Annotated photo localization data:

====

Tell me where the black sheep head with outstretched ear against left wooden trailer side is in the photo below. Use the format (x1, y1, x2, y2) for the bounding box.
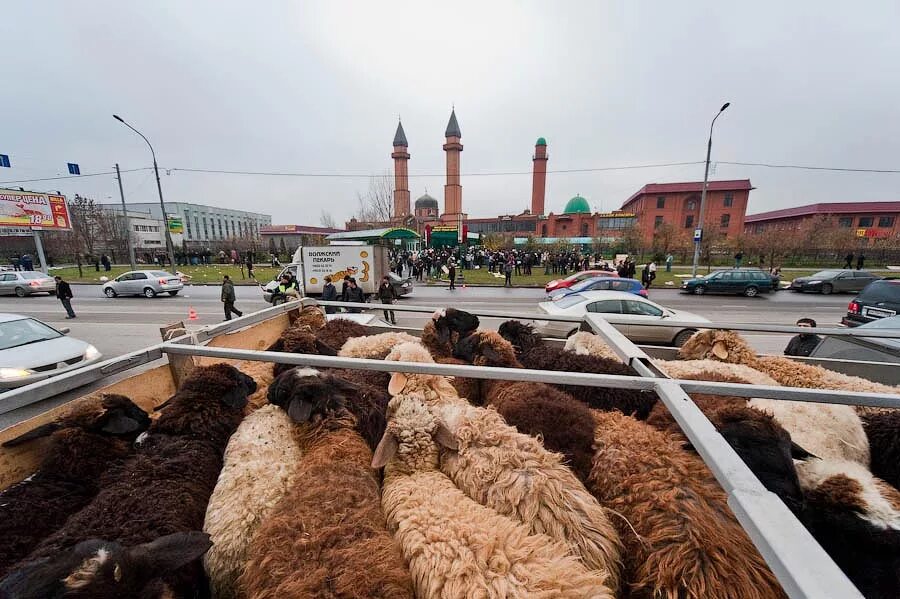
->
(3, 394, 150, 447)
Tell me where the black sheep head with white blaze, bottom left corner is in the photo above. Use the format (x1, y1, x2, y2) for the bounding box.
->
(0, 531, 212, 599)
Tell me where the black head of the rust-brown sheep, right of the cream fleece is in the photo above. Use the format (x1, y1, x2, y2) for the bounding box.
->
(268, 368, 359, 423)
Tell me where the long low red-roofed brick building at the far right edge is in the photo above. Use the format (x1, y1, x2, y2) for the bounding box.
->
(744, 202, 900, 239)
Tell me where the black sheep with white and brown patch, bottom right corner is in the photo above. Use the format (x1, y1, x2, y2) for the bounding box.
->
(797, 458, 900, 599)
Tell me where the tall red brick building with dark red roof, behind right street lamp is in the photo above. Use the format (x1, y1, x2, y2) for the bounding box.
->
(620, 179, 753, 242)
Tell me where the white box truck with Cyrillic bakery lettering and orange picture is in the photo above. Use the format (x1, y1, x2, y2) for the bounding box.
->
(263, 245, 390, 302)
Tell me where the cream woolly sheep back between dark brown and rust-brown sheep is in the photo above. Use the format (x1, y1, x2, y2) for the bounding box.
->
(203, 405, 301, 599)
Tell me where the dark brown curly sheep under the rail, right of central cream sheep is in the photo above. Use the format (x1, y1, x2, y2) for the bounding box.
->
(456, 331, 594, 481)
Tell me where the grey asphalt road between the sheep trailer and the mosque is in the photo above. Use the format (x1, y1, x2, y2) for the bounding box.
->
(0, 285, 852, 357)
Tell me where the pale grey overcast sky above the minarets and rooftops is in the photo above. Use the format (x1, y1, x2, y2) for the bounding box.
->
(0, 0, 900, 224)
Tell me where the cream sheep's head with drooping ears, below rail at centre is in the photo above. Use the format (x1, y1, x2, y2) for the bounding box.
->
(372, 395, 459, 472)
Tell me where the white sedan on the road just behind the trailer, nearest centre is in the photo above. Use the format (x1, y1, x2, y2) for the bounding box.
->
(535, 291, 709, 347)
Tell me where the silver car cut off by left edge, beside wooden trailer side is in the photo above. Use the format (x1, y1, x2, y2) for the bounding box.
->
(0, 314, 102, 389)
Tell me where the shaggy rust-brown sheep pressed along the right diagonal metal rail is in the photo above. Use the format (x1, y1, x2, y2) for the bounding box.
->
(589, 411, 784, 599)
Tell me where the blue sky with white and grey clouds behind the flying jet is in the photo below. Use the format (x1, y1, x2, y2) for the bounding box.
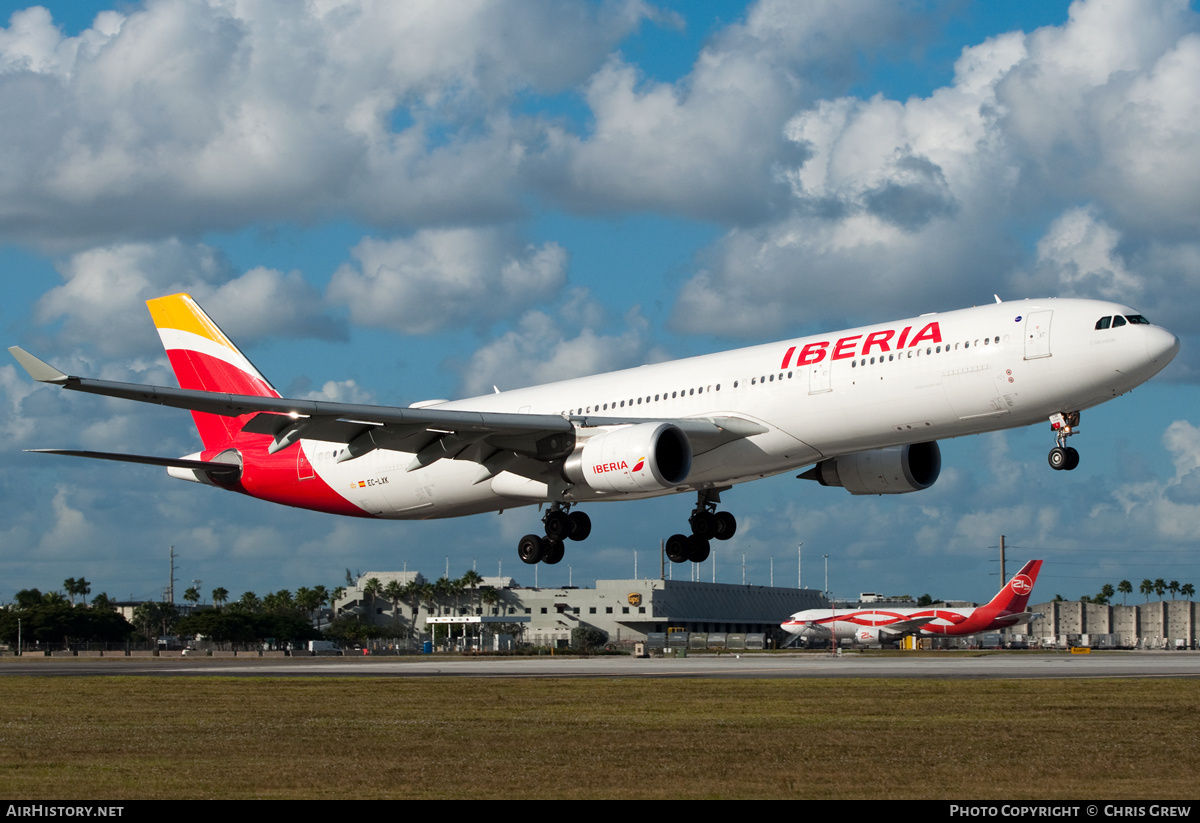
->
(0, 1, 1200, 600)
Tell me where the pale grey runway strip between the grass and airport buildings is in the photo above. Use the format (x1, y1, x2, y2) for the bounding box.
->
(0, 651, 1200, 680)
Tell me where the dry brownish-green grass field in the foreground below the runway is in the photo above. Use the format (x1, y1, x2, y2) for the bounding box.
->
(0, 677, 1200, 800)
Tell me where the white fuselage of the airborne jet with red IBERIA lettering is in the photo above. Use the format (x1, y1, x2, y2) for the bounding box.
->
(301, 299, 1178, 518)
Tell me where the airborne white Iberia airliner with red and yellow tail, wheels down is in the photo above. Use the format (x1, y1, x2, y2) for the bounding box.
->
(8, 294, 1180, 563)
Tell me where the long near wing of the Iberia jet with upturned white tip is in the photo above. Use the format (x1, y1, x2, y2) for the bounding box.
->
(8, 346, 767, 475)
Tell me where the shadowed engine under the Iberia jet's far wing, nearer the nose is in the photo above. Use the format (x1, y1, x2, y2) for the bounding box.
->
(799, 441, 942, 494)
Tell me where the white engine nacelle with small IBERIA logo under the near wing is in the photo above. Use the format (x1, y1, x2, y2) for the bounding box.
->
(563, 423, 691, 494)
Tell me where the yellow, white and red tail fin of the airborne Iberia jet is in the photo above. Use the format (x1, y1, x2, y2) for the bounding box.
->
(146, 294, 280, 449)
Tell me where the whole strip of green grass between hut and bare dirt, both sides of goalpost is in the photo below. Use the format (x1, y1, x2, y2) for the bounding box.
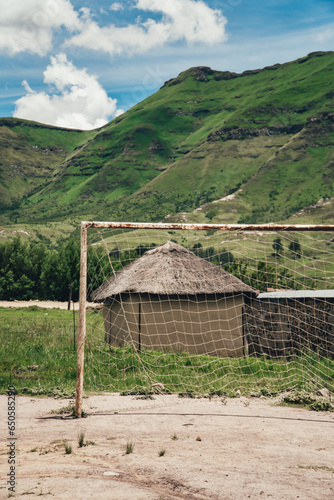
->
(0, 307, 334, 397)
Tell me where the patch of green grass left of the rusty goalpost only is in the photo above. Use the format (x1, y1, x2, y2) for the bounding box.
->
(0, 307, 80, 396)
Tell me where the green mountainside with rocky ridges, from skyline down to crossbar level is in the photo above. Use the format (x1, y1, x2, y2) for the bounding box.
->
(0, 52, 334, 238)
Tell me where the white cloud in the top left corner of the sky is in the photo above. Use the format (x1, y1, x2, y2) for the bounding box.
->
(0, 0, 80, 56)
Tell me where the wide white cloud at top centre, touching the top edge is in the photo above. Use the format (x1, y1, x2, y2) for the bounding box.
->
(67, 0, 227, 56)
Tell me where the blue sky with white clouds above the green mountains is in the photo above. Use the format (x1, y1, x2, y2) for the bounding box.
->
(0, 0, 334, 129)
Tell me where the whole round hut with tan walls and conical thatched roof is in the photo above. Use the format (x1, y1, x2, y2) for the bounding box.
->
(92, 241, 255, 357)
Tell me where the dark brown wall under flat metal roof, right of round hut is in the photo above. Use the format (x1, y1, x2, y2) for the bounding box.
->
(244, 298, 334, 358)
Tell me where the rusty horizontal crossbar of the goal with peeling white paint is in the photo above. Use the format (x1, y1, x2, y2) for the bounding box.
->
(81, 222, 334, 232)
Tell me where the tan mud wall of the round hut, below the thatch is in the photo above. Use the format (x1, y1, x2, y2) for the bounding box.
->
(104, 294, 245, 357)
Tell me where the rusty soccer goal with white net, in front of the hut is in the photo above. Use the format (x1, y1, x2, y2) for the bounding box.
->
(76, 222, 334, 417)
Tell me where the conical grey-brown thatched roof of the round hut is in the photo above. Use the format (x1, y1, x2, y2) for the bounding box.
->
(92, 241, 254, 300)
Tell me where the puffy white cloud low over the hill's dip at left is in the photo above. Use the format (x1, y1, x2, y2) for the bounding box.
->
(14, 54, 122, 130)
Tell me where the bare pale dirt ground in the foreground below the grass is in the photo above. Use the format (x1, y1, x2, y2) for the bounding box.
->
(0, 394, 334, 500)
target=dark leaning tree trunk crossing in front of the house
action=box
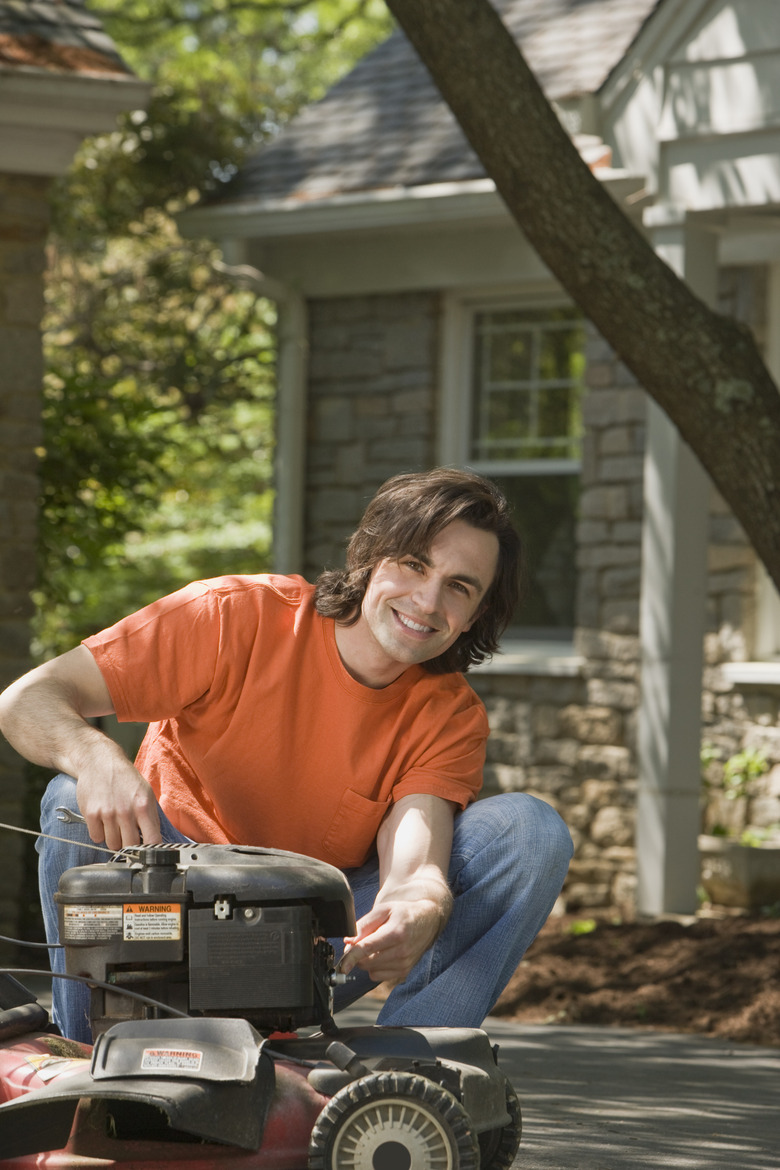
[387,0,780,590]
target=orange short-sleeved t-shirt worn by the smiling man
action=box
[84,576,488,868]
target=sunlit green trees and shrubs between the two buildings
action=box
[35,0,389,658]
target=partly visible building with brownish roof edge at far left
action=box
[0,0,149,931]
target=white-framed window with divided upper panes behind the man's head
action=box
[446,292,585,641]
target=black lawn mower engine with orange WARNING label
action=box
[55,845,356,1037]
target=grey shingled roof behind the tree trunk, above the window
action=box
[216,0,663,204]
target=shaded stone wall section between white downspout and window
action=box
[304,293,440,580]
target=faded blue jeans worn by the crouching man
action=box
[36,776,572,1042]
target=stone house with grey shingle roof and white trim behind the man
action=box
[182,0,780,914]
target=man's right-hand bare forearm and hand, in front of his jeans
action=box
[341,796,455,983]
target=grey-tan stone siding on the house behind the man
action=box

====

From the first line to the last, set down the data exactly, without the pictures.

Tell me where the black sheep head with outstretched ear against left wooden trailer side is in the photo below. Use the format (x1, y1, x2, y2) for the bounding box.
->
(3, 394, 150, 447)
Tell me where the black sheep head with white blaze, bottom left corner is in the photo above. Use the format (x1, y1, x2, y2) for the bounding box.
->
(0, 531, 212, 599)
Tell me where the black head of the rust-brown sheep, right of the cream fleece is in the photo above. Use the format (x1, y1, x2, y2) for the bounding box.
->
(268, 368, 359, 423)
Tell me where the long low red-roofed brick building at the far right edge is in the photo above. Use the format (x1, y1, x2, y2) for the bounding box.
->
(744, 202, 900, 239)
Tell me where the black sheep with white and brown patch, bottom right corner is in the photo above. Use the format (x1, y1, x2, y2) for the bounding box.
->
(797, 458, 900, 599)
Tell me where the tall red brick building with dark red roof, behind right street lamp is in the photo above. Use the format (x1, y1, x2, y2) for the bounding box.
->
(620, 179, 753, 242)
Tell me where the white box truck with Cyrillic bakery lettering and orange picture is in the photo above. Use the format (x1, y1, x2, y2) for the bounding box.
->
(263, 245, 390, 302)
Tell me where the cream woolly sheep back between dark brown and rust-brown sheep is in the photo above. Use the format (x1, y1, x2, y2) for the bounding box.
->
(203, 405, 301, 599)
Tell me where the dark brown curly sheep under the rail, right of central cream sheep is in the photo above. Use the format (x1, y1, x2, y2) for the bounding box.
->
(456, 331, 594, 481)
Tell me where the grey asphalt road between the sheep trailer and the mosque is in the photo above. Use the format (x1, y1, x2, y2) for the bounding box.
->
(0, 285, 852, 357)
Tell me where the pale grey overcast sky above the minarets and rooftops is in the photo above. Use the format (x1, y1, x2, y2) for the bounding box.
->
(0, 0, 900, 224)
Tell me where the cream sheep's head with drooping ears, below rail at centre is in the photo above. Use the format (x1, y1, x2, y2) for the bounding box.
->
(372, 395, 459, 472)
Tell me where the white sedan on the road just behind the trailer, nearest centre is in the photo above. Use the format (x1, y1, x2, y2) for the bounding box.
->
(535, 291, 709, 347)
Tell me where the silver car cut off by left edge, beside wooden trailer side is in the photo above. Use the format (x1, y1, x2, y2) for the bounding box.
->
(0, 314, 102, 389)
Tell me where the shaggy rust-brown sheep pressed along the right diagonal metal rail is in the photo above. Use the format (x1, y1, x2, y2) for the bounding box.
->
(589, 411, 784, 599)
Tell me where the blue sky with white and grey clouds behind the flying jet is in the photo below. Use the format (x1, y1, x2, y2) for the bounding box.
->
(0, 1, 1200, 600)
Tell me where the pale grey runway strip between the grass and airport buildings is in the photo above. Use the format (x1, y1, x2, y2) for the bounding box.
->
(0, 651, 1200, 680)
Tell me where the dry brownish-green grass field in the foreground below the runway is in the photo above. Use the format (x1, y1, x2, y2) for the bounding box.
->
(0, 677, 1200, 800)
Tell me where the white fuselage of the airborne jet with red IBERIA lettering is in the photo above. Use the format (x1, y1, x2, y2) for the bounding box.
->
(301, 299, 1178, 518)
Tell me where the airborne white Iberia airliner with red and yellow tail, wheels down is in the photo above. Use the format (x1, y1, x2, y2) for the bounding box.
->
(8, 294, 1180, 563)
Tell me where the long near wing of the Iberia jet with upturned white tip is in the photo above. Use the format (x1, y1, x2, y2) for the bounding box.
->
(8, 346, 767, 475)
Tell me where the shadowed engine under the Iberia jet's far wing, nearer the nose is in the photo above. Use the format (x1, y1, x2, y2) for the bounding box.
->
(799, 441, 942, 494)
Tell me where the white engine nacelle with small IBERIA logo under the near wing is in the photo above. Use the format (x1, y1, x2, y2) for the bounding box.
->
(563, 423, 691, 494)
Tell me where the yellow, white and red tail fin of the airborne Iberia jet is in the photo above. Use the format (x1, y1, x2, y2) for the bounding box.
->
(146, 294, 280, 449)
Tell me where the whole strip of green grass between hut and bare dirt, both sides of goalpost is in the photo below. Use the format (x1, y1, x2, y2) for the bounding box.
->
(0, 307, 334, 397)
Tell me where the patch of green grass left of the rusty goalpost only is in the photo above. Use the format (x1, y1, x2, y2) for the bounding box.
->
(0, 307, 80, 396)
Tell me where the green mountainside with rocky ridges, from skyline down to crossbar level is in the photo above. Use the format (x1, y1, x2, y2) for the bounding box.
->
(0, 52, 334, 238)
Tell me where the white cloud in the top left corner of the sky is in the photo above. Use the format (x1, y1, x2, y2) for the bounding box.
->
(0, 0, 80, 56)
Tell me where the wide white cloud at top centre, touching the top edge is in the photo above. Use the format (x1, y1, x2, y2) for the bounding box.
->
(67, 0, 227, 56)
Tell me where the blue sky with white clouds above the green mountains is in the photo above. Use the format (x1, y1, x2, y2) for the bounding box.
->
(0, 0, 334, 129)
Tell me where the whole round hut with tan walls and conical thatched roof is in the photo above. Use the format (x1, y1, x2, y2) for the bounding box.
->
(92, 241, 255, 357)
Tell me where the dark brown wall under flat metal roof, right of round hut is in the photo above. Use the format (x1, y1, x2, y2) for the bounding box.
->
(244, 298, 334, 358)
Tell me where the rusty horizontal crossbar of the goal with peeling white paint is in the photo above. Use the format (x1, y1, x2, y2) for the bounding box.
->
(81, 222, 334, 232)
Tell me where the tan mud wall of the round hut, below the thatch is in the photo above. Use the format (x1, y1, x2, y2) for the bounding box.
->
(104, 294, 245, 357)
Tell me where the rusty soccer goal with white net, in front of the hut is in the photo above. Use the format (x1, y1, x2, y2) for the bounding box.
->
(76, 222, 334, 417)
Tell me where the conical grey-brown thatched roof of the round hut is in the photo above. Use the format (x1, y1, x2, y2) for the bounding box.
->
(92, 241, 254, 300)
Tell me where the puffy white cloud low over the hill's dip at left is in the photo above. Use the format (x1, y1, x2, y2) for the bounding box.
->
(14, 54, 122, 130)
Tell me where the bare pale dirt ground in the foreground below the grass is in the photo above. Use the format (x1, y1, x2, y2) for the bounding box.
->
(0, 394, 334, 500)
target=dark leaning tree trunk crossing in front of the house
action=box
[387,0,780,590]
target=orange short-sleeved t-shirt worn by the smiling man
action=box
[84,576,488,868]
target=sunlit green trees and shrubs between the two buildings
action=box
[35,0,389,658]
target=partly visible building with brownish roof edge at far left
action=box
[0,0,149,931]
target=white-framed window with divided upper panes behind the man's head
action=box
[446,292,585,641]
target=black lawn mower engine with orange WARNING label
action=box
[55,845,356,1037]
target=grey shingled roof behind the tree trunk, above the window
action=box
[216,0,663,204]
target=shaded stone wall section between white downspout and window
action=box
[304,293,440,580]
target=faded blue jeans worn by the crouching man
action=box
[36,776,572,1042]
target=stone house with grey shingle roof and white trim behind the man
action=box
[182,0,780,914]
target=man's right-hand bare forearm and hand, in front of his jeans
action=box
[341,796,455,983]
target=grey-tan stone siding on the house behind the man
action=box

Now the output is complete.